• _PROVIDED RECORDS_:

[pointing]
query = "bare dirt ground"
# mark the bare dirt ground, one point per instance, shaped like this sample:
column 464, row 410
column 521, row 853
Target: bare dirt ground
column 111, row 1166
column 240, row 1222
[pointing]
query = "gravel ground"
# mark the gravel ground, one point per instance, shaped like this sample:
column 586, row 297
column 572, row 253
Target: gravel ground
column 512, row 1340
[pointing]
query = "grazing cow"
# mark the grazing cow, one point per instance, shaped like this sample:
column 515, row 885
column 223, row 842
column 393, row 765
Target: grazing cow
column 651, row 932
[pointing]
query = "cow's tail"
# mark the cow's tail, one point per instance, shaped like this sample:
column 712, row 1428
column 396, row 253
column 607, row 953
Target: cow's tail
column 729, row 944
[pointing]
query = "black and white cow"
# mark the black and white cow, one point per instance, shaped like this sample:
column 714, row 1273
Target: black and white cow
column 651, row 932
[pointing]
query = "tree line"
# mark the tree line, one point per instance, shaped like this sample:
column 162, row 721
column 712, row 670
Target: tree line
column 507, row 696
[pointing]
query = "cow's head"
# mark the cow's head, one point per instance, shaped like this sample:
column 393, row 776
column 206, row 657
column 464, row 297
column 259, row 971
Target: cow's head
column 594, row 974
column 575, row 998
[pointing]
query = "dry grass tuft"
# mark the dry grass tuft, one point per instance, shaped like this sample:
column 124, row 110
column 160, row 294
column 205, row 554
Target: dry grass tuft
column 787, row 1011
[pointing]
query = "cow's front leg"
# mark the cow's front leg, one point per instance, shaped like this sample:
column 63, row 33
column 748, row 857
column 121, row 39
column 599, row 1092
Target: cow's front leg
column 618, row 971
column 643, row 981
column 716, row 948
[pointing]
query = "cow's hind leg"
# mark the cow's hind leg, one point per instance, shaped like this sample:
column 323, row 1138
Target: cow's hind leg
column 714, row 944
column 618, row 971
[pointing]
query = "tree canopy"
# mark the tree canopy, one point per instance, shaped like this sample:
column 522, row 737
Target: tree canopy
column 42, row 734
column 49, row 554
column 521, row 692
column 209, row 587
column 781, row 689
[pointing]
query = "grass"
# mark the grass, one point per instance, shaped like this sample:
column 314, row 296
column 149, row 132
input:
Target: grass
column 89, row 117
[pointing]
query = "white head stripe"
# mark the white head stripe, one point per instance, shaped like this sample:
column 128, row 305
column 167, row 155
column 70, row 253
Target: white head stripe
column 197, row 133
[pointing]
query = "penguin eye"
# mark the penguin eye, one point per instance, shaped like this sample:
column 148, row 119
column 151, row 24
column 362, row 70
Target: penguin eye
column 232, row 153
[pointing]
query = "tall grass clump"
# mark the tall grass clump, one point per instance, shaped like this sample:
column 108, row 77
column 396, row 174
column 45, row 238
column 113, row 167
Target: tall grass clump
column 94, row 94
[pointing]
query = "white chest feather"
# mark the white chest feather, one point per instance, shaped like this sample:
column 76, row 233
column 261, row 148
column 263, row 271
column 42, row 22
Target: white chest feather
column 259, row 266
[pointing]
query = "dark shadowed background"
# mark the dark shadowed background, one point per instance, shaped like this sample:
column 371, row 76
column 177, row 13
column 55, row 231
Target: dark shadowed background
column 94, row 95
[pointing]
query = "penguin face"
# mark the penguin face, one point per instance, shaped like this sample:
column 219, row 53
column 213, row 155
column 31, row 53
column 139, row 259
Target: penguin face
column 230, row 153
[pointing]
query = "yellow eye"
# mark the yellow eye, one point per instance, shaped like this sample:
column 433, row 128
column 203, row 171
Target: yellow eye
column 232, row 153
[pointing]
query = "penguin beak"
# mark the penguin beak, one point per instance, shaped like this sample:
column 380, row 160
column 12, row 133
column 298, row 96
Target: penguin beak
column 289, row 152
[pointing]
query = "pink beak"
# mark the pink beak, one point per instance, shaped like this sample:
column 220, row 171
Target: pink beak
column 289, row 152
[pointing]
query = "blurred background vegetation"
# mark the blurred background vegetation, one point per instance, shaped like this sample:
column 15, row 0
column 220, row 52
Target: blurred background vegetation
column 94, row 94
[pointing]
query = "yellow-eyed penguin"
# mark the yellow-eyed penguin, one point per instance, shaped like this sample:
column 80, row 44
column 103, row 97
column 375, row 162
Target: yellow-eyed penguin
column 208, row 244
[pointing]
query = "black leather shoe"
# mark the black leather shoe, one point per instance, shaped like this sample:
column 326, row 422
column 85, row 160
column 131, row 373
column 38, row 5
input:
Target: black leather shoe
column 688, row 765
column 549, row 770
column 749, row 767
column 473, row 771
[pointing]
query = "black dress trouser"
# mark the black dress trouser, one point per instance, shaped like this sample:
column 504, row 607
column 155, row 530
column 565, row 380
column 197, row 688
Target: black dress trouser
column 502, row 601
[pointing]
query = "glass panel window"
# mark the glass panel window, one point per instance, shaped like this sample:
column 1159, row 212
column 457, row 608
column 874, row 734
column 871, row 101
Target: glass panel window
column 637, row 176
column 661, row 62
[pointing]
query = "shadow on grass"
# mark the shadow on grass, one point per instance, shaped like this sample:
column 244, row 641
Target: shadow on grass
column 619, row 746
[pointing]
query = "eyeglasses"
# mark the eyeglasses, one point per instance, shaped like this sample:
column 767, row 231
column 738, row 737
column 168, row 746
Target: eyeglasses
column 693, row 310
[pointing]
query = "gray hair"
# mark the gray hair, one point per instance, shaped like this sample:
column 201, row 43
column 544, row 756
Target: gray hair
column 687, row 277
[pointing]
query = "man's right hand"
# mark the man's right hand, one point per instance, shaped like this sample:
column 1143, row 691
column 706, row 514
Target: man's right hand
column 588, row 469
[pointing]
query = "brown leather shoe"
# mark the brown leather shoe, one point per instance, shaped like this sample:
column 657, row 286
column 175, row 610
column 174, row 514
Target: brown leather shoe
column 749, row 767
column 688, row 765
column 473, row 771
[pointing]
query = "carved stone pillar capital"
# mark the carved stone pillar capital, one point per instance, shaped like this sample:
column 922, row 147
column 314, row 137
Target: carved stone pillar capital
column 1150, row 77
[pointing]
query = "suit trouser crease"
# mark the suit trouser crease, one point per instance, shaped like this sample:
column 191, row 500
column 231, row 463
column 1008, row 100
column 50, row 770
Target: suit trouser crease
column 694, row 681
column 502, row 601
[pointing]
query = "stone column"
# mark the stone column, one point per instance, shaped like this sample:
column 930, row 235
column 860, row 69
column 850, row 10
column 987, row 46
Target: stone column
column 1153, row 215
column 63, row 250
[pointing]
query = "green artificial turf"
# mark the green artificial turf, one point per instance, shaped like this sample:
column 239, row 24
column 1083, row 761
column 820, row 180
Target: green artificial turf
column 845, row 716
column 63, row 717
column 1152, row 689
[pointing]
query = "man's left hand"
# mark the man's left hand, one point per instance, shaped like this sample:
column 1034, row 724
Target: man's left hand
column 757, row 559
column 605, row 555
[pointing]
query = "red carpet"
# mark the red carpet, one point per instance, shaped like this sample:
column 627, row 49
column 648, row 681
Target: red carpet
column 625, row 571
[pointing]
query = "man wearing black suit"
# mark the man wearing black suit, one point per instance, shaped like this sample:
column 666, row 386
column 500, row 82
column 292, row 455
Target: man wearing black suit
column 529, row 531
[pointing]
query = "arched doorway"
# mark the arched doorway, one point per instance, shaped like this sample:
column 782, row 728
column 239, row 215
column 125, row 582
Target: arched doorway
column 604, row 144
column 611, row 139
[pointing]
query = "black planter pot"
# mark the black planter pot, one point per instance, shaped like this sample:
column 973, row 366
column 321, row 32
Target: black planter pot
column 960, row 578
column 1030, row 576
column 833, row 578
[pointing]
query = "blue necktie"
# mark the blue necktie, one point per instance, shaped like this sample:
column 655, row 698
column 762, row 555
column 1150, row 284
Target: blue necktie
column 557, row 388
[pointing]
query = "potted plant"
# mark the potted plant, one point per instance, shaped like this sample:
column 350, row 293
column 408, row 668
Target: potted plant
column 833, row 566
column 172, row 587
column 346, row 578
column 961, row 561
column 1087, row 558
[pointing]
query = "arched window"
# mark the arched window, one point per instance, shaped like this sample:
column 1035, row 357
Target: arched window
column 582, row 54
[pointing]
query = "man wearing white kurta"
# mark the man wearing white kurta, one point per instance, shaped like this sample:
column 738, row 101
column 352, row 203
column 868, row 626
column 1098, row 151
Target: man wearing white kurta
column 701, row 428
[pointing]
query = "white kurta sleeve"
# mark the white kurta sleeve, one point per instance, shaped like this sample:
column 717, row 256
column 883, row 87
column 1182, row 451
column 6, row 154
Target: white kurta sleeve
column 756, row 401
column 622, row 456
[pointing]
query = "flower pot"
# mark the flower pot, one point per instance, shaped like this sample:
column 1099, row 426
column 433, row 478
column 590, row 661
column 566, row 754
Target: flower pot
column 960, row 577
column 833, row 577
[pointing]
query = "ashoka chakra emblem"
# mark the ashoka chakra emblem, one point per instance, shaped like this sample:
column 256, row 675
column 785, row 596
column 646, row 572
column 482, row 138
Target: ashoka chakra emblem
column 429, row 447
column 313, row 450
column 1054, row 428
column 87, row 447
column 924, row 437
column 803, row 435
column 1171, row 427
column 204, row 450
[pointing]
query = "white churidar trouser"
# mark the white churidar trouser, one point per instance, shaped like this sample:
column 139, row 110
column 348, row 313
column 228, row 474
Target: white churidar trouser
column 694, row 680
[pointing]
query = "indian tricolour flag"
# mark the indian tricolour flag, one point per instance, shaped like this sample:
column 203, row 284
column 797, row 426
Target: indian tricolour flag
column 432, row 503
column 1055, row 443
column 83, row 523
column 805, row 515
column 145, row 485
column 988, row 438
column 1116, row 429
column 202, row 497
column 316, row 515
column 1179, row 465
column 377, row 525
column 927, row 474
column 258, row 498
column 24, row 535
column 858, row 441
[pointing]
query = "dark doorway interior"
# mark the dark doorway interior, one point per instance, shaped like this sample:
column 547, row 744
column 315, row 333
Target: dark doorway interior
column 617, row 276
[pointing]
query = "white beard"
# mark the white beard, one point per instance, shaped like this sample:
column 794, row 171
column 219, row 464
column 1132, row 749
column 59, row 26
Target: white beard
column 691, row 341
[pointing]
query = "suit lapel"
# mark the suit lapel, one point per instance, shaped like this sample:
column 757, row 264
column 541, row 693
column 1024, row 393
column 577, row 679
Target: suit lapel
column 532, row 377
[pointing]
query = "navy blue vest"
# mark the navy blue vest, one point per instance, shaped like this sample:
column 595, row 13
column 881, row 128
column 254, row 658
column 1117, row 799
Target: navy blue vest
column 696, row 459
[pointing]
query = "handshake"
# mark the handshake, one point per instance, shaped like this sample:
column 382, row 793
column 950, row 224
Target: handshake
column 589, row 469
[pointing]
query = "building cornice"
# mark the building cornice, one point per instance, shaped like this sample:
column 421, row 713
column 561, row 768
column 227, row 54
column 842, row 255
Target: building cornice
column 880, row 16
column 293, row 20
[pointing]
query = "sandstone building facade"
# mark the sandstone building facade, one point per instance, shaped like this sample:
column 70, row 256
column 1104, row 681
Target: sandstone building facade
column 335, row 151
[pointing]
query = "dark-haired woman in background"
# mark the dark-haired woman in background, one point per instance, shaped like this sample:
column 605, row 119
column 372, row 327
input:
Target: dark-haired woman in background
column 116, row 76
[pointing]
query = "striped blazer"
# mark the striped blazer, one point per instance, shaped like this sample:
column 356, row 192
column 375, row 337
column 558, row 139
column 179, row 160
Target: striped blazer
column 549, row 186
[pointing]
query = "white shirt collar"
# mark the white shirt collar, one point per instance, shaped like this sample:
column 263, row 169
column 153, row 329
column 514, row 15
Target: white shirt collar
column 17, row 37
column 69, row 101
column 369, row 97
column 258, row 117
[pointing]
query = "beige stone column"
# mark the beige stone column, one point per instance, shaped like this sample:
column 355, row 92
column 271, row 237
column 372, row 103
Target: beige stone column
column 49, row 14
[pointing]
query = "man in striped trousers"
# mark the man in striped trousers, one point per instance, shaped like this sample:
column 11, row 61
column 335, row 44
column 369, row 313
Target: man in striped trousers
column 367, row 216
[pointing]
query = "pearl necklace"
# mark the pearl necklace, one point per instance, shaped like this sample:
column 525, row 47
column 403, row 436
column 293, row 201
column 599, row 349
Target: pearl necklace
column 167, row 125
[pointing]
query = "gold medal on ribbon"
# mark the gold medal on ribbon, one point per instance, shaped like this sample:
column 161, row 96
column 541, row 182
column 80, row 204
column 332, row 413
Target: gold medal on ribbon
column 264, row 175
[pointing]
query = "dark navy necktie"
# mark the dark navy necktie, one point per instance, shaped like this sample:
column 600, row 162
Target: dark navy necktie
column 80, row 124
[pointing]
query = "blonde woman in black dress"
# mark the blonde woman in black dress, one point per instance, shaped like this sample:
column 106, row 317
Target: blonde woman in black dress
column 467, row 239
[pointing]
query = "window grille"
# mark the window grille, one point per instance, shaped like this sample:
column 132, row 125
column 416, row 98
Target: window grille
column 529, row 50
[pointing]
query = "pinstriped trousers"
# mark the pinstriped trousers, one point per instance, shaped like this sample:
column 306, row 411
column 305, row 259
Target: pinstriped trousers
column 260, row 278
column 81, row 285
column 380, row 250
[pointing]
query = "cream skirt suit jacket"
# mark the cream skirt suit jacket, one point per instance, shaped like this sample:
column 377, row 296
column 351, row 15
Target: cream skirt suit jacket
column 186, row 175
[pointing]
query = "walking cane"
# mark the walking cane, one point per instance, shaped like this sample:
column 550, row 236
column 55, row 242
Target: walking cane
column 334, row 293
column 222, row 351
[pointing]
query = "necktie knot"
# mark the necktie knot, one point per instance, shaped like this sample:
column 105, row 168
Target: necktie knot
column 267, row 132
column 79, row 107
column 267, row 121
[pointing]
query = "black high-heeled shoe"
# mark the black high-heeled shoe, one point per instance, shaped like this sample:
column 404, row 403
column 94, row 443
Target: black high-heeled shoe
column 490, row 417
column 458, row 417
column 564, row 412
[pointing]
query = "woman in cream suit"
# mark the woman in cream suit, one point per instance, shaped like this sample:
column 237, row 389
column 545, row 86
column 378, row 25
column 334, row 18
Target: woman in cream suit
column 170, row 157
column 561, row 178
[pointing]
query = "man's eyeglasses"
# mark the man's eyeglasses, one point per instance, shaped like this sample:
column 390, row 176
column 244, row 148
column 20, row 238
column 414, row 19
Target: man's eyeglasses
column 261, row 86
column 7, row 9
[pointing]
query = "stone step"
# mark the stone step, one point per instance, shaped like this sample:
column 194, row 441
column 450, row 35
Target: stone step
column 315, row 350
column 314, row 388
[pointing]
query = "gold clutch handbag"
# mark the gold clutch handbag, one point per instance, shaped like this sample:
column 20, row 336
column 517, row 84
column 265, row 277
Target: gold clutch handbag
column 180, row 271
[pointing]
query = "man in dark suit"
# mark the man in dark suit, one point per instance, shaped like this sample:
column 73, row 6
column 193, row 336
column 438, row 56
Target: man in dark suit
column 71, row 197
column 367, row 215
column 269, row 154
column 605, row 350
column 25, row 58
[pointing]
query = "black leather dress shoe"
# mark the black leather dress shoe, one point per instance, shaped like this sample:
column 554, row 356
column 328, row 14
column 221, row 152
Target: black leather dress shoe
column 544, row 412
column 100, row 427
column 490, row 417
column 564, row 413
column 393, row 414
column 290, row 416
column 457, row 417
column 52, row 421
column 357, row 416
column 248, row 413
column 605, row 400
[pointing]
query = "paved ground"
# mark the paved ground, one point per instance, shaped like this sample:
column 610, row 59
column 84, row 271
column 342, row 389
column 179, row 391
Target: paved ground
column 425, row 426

• _YOUR GOAL_: Find every line in the data above that contains the string "potted" and copy each of those lines out. Matching is case-sensitive.

• _OUTPUT_:
query = "potted plant"
# mark the potted plant, one point per instance, shaped like this sample:
Target: potted plant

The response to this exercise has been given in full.